## Referring expression data
□ □ □ □
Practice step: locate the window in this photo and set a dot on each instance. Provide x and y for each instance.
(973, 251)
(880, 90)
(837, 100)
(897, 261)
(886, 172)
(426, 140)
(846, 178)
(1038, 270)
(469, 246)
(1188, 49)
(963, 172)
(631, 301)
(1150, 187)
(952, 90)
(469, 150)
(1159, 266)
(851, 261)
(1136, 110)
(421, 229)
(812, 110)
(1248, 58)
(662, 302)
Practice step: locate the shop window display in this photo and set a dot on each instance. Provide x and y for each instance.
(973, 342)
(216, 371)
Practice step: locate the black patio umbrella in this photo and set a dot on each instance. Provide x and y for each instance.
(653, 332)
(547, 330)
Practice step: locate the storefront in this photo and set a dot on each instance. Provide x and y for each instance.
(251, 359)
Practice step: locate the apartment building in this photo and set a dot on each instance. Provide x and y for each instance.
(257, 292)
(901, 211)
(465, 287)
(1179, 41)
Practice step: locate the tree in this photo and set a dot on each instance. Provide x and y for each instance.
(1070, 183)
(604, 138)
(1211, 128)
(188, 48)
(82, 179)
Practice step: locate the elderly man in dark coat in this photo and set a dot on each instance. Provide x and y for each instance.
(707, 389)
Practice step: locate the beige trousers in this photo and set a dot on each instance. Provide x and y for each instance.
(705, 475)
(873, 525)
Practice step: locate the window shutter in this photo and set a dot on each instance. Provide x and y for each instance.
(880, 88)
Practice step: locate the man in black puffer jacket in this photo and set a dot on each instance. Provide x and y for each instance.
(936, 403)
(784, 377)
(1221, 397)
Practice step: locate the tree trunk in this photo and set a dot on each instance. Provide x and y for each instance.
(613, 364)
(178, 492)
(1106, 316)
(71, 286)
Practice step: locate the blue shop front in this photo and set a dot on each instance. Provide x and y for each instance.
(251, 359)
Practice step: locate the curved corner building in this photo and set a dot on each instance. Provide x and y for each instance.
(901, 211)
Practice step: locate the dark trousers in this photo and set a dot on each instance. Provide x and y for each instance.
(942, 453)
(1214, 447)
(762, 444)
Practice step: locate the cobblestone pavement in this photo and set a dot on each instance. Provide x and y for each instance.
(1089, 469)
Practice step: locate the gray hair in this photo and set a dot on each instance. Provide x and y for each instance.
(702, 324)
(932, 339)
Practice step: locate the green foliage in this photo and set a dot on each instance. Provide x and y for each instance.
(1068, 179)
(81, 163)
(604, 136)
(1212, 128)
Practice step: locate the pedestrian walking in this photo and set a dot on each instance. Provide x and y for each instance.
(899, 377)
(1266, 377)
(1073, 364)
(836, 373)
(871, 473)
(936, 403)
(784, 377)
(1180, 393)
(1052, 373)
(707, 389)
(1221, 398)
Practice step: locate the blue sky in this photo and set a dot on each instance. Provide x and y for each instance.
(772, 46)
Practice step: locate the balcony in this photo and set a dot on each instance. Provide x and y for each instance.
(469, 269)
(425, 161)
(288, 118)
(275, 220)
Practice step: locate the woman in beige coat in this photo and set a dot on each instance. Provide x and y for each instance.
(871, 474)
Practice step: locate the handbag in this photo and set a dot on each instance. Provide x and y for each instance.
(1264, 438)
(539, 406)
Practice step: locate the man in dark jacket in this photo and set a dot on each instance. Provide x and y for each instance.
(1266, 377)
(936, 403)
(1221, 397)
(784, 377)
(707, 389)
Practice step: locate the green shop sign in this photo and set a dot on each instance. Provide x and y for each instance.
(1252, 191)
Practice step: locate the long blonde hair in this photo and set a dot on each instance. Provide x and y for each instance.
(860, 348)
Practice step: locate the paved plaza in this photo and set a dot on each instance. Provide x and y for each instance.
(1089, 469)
□ □ □ □
## TASK REQUIREMENTS
Set down the entries above again, word for word.

## EXERCISE SOLUTION
Practice step: locate the window in this photo and set a dot on each instance. Provide x and y for each instance.
(973, 251)
(880, 90)
(837, 100)
(897, 261)
(886, 172)
(426, 140)
(846, 178)
(1038, 270)
(469, 246)
(1188, 49)
(963, 172)
(631, 301)
(1150, 187)
(952, 90)
(469, 150)
(1159, 266)
(851, 261)
(1136, 110)
(421, 229)
(812, 110)
(1248, 58)
(662, 302)
Practice step: locate the shop window display in this photo and set a dot on each instance. Provide x and y for each instance.
(973, 342)
(216, 371)
Practice step: locate the black patio umbrella in this photo and set a dot on each instance. Provide x and y for each instance.
(653, 332)
(547, 330)
Practice step: locate the storefront in this photo and set a dot on each instance. Provide x and y for each instance.
(251, 359)
Practice step: locate the apartment building in this photo and set a dot on each instance. Provide x and y for each instance.
(257, 292)
(901, 211)
(465, 287)
(1179, 41)
Practice step: locate the tree in this photo and set a dot on each instance. Provide x and y for each instance.
(1070, 183)
(604, 138)
(1211, 128)
(188, 48)
(82, 179)
Practice step: locate the elderly man in dark coat in this photo and set a dot on each instance. Provide x and y for each instance.
(707, 389)
Practice step: locate the beige trousers in this photo and set a dot on each instance. Provide x and y for each instance.
(705, 475)
(873, 525)
Practice step: locate the window shutter in this photo and set a dot on each instance. Provide x and y for each instance.
(880, 88)
Practice step: locate the man in black puffer jacket in this photo and set a dot on each instance. Provide x and y for each instance.
(936, 403)
(784, 377)
(1221, 397)
Practice step: locate the tree trunk in this photo and set a dot on each instance. Provide x and y for each instance.
(613, 364)
(178, 492)
(1106, 316)
(71, 286)
Practice step: locate the blue shop front in this photo and set a dot on each instance. Provide x and y for each instance.
(251, 359)
Practice step: locate the curved corner building in this photo and set a dot on each instance. Provide x and y for each instance.
(901, 211)
Practice step: locate the dark trousers in this photo and set a dot on each instance. Provide x and y for each instance.
(942, 453)
(1214, 447)
(762, 444)
Practice step: locate the cobblestone pavement in this photo and set a dot on each instance. Provide x and y for each instance.
(1089, 469)
Practice step: locate the gray hair in this photo and set a dot on each instance. Provide x and y for each instance.
(702, 324)
(932, 339)
Practice step: locate the green foliage in this photo and set a dot on each instance. Provide x and y for each instance.
(1068, 179)
(81, 163)
(604, 136)
(1212, 128)
Practice step: locate the pedestrian walking in this photo and set a dot on each instance. Provide x and y for each instance.
(899, 377)
(1266, 377)
(1073, 364)
(836, 373)
(871, 473)
(936, 403)
(784, 377)
(1180, 393)
(1052, 373)
(707, 389)
(1221, 398)
Practice step: locate the blue sky in this photo and set a dot on each instance. Provide x and y for each instance.
(772, 46)
Practice step: locate the balcony in this photo and set a dot on each instance. Provide x and y for each instance.
(469, 269)
(425, 161)
(288, 118)
(275, 220)
Practice step: locate the woman in beige coat in this photo and set a dot on each instance. Provide x and y for each instance.
(871, 474)
Practice step: locate the handbag in this photo and set a dot on each instance. Provide x and y for each instance.
(1264, 438)
(539, 406)
Practice step: locate the man in dark jacket in this photo and set a dot on each instance. Provide x and y for each instance.
(1266, 377)
(936, 403)
(1221, 397)
(784, 377)
(707, 389)
Practice step: locate the green shop sign in this photo and set a dot on each instance. Provide x and y for each instance.
(1252, 191)
Practice step: locate the long blonde hair in this photo and set a dot on each instance. Provide x and y for each instance.
(860, 348)
Practice step: locate the paved plaza in this photo and set a dot on each instance. Provide x and y for each instance.
(1089, 469)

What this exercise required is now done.